━━━ Dataset ━━━

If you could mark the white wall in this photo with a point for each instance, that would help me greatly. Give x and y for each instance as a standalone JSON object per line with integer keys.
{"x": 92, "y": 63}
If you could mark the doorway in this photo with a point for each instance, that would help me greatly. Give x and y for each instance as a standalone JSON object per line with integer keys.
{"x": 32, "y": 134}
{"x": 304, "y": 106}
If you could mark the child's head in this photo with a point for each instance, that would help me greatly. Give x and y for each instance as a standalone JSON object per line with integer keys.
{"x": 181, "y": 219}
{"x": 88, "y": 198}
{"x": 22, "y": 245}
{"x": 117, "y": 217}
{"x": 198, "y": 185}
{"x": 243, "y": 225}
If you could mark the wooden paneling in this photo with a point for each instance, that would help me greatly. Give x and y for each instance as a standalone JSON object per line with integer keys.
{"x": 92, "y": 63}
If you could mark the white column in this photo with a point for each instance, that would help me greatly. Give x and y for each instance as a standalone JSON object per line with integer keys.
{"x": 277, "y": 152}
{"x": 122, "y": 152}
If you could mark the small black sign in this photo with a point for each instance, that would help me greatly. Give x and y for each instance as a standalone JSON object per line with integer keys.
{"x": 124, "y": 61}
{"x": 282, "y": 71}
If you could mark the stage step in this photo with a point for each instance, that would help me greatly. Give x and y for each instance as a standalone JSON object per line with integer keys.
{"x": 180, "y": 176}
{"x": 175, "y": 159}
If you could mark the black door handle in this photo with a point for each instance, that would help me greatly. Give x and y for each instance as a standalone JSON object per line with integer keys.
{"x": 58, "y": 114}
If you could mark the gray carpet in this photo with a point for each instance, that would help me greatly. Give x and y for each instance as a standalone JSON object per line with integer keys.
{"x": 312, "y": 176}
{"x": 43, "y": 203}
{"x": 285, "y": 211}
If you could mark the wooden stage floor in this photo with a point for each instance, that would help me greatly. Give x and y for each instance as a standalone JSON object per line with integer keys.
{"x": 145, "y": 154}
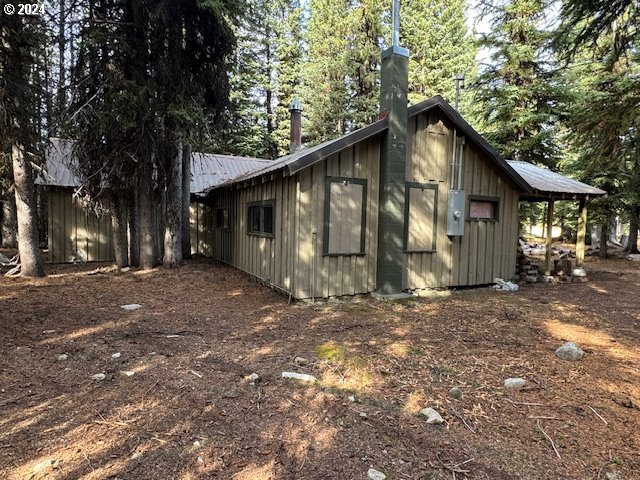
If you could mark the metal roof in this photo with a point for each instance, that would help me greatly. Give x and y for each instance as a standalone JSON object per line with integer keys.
{"x": 308, "y": 156}
{"x": 207, "y": 170}
{"x": 544, "y": 181}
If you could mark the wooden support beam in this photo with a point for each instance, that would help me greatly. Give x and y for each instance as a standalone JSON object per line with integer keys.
{"x": 582, "y": 230}
{"x": 547, "y": 257}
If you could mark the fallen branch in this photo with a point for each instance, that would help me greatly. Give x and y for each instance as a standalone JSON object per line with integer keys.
{"x": 462, "y": 419}
{"x": 598, "y": 415}
{"x": 525, "y": 403}
{"x": 550, "y": 439}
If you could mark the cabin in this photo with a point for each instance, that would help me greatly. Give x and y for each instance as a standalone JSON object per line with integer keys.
{"x": 416, "y": 200}
{"x": 78, "y": 232}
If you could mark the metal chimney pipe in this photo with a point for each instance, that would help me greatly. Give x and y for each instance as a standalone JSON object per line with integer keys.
{"x": 295, "y": 134}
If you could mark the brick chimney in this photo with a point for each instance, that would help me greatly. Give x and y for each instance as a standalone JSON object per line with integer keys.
{"x": 394, "y": 81}
{"x": 295, "y": 135}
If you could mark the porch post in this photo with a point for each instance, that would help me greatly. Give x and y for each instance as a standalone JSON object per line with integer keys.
{"x": 547, "y": 257}
{"x": 582, "y": 229}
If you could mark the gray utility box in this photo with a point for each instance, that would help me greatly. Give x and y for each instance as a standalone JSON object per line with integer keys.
{"x": 455, "y": 213}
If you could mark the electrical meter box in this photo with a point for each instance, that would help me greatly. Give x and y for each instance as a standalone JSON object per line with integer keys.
{"x": 455, "y": 213}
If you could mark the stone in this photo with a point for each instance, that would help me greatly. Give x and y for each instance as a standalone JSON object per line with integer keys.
{"x": 501, "y": 284}
{"x": 578, "y": 272}
{"x": 374, "y": 474}
{"x": 303, "y": 377}
{"x": 131, "y": 306}
{"x": 456, "y": 393}
{"x": 570, "y": 352}
{"x": 433, "y": 417}
{"x": 514, "y": 383}
{"x": 300, "y": 361}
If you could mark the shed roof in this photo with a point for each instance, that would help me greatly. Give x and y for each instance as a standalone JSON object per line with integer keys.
{"x": 207, "y": 170}
{"x": 545, "y": 182}
{"x": 306, "y": 157}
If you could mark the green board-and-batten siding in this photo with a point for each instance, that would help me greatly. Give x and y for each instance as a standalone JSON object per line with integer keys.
{"x": 487, "y": 248}
{"x": 80, "y": 234}
{"x": 293, "y": 258}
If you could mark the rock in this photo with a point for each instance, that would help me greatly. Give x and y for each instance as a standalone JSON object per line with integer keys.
{"x": 578, "y": 272}
{"x": 374, "y": 474}
{"x": 570, "y": 351}
{"x": 456, "y": 393}
{"x": 131, "y": 306}
{"x": 501, "y": 284}
{"x": 303, "y": 377}
{"x": 300, "y": 361}
{"x": 433, "y": 417}
{"x": 515, "y": 383}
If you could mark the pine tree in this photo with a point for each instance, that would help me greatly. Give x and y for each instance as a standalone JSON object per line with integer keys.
{"x": 520, "y": 92}
{"x": 326, "y": 94}
{"x": 20, "y": 40}
{"x": 288, "y": 29}
{"x": 440, "y": 48}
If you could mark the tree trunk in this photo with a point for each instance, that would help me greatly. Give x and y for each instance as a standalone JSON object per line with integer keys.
{"x": 604, "y": 236}
{"x": 9, "y": 222}
{"x": 145, "y": 213}
{"x": 119, "y": 230}
{"x": 632, "y": 244}
{"x": 173, "y": 216}
{"x": 186, "y": 201}
{"x": 134, "y": 231}
{"x": 30, "y": 260}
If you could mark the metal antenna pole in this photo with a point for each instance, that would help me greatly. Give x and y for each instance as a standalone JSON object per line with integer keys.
{"x": 459, "y": 81}
{"x": 395, "y": 40}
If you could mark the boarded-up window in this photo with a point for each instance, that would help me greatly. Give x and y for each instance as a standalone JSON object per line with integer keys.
{"x": 421, "y": 213}
{"x": 222, "y": 218}
{"x": 260, "y": 218}
{"x": 483, "y": 208}
{"x": 345, "y": 207}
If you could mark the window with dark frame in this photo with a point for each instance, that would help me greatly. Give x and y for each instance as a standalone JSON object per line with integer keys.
{"x": 484, "y": 209}
{"x": 222, "y": 218}
{"x": 421, "y": 214}
{"x": 344, "y": 216}
{"x": 260, "y": 218}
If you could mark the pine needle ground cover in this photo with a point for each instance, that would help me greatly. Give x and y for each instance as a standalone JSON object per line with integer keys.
{"x": 175, "y": 398}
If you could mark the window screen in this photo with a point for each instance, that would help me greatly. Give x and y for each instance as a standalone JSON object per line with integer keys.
{"x": 260, "y": 218}
{"x": 421, "y": 206}
{"x": 345, "y": 206}
{"x": 483, "y": 209}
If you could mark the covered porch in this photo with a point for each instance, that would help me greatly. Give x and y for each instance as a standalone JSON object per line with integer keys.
{"x": 548, "y": 186}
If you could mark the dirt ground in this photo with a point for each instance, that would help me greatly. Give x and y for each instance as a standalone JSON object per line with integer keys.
{"x": 189, "y": 410}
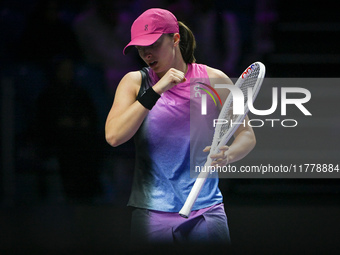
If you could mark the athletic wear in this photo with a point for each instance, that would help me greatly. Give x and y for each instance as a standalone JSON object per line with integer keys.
{"x": 207, "y": 225}
{"x": 167, "y": 146}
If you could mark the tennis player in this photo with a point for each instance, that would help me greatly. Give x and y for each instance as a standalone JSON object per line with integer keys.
{"x": 152, "y": 105}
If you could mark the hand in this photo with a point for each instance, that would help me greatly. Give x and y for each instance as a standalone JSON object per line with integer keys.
{"x": 170, "y": 79}
{"x": 221, "y": 158}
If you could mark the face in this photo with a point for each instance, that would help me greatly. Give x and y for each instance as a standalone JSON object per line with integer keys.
{"x": 160, "y": 56}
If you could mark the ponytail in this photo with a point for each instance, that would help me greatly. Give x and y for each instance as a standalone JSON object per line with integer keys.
{"x": 187, "y": 43}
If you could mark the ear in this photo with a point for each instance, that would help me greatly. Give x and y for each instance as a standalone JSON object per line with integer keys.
{"x": 176, "y": 39}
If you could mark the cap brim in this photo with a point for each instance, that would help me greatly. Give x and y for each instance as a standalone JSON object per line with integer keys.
{"x": 144, "y": 40}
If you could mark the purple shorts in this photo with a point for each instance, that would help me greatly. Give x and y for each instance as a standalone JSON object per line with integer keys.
{"x": 208, "y": 225}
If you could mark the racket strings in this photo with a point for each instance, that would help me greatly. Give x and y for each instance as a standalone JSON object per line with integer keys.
{"x": 230, "y": 118}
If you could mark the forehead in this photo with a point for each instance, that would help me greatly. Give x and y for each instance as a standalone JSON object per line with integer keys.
{"x": 160, "y": 40}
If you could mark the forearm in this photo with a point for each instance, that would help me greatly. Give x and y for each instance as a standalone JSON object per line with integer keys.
{"x": 121, "y": 128}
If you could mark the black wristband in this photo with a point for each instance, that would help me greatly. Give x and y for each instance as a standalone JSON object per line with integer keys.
{"x": 149, "y": 98}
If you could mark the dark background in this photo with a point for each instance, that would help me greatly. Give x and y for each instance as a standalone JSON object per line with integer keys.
{"x": 50, "y": 205}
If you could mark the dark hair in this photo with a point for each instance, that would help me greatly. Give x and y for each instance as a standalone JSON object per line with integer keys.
{"x": 187, "y": 43}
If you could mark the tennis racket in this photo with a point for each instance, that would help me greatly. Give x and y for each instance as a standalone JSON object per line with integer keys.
{"x": 252, "y": 79}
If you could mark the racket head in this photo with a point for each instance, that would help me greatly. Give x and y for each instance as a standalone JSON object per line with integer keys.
{"x": 252, "y": 77}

━━━

Every line from the line containing "If you could mark the dark background" to the last line of the material above must be repeated exactly, and no other line.

If you could mark the dark background in this photo with a point for each instance, that would help me greatly. Give x and y for each instance as a standalone JSON object per line with integer keys.
{"x": 50, "y": 205}
If you could mark the dark hair in this photo with a point for each instance, that would help me greatly. Give x and y for each instance as a standalone JSON object per line with integer keys.
{"x": 187, "y": 43}
If you could mark the tennis racket in this photo with a point for each instance, that would help me greatly. Give x and y for each instance as a standalone JSON object per line with integer keys.
{"x": 252, "y": 79}
If you could mark the racket head in this photo with a point for each instance, that would help me greatly. Give x and y for each instance as a standalone JSON object per line with integer keys.
{"x": 252, "y": 77}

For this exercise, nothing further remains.